- DOCUMENT TEXT
------------------------------
With payment disputes between social landlords and contractors on the rise, there are some key steps that should be followed to help avoid costly legal challenges.

Recent cases on applications for payment, payment notices and “pay less” notices under the Construction Act have brought more clarity to this thorny area, despite some unanswered questions remaining. With payment disputes between social landlords (and other employers) and contractors on the rise, there are some key steps that should be followed to help avoid costly legal challenges.

We now know that:

  • the court will not supplement payment schedules that “run out” (Grove Developments v Balfour Beatty) but will correct “obvious” date errors (Bouygues v Febrey Structures);
  • a contractor’s application for payment can only become a default payment notice (where the contract administrator fails to serve a payment notice in time) if it:
    • is clearly, in “substance, form and intent”, an application for payment (Caledonian Modular v Mar City, Jawaby v Interiors);
    • states the “amount due” (Severfield v Duro) and how it is calculated (Maxi Construction v Mortons Rolls)
------------------------------
- DATA EXCERPT
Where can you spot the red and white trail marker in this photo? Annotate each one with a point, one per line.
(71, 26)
------------------------------
- GIVEN PROBLEM 1
In the passage on construction payment disputes, which case is cited to show that the court will correct "obvious" date errors?
- GIVEN PROBLEM 2
Can you sum up the passage on construction payment disputes in two sentences?
- GIVEN PROBLEM 3
How would you render this sentence from the passage on construction payment disputes in Spanish: "Recent cases on applications for payment, payment notices and 'pay less' notices under the Construction Act have brought more clarity to this thorny area, despite some unanswered questions remaining."?
Answer from the passage on construction payment disputes alone.

- CORRECT ANSWER 1
Bouygues v Febrey Structures.

- CORRECT ANSWER 2
Payment disputes between social landlords and contractors are on the rise, and recent cases under the Construction Act have brought more clarity to applications for payment, payment notices and "pay less" notices, though some questions remain unanswered. The court will not supplement payment schedules that "run out" but will correct obvious date errors, and a contractor's application for payment can become a default payment notice only if it is clearly an application for payment that states the amount due and how it is calculated.

- CORRECT ANSWER 3
Los casos recientes sobre solicitudes de pago, notificaciones de pago y notificaciones de «pagar menos» en virtud de la Construction Act han aportado más claridad a este espinoso ámbito, a pesar de que aún quedan algunas preguntas sin respuesta.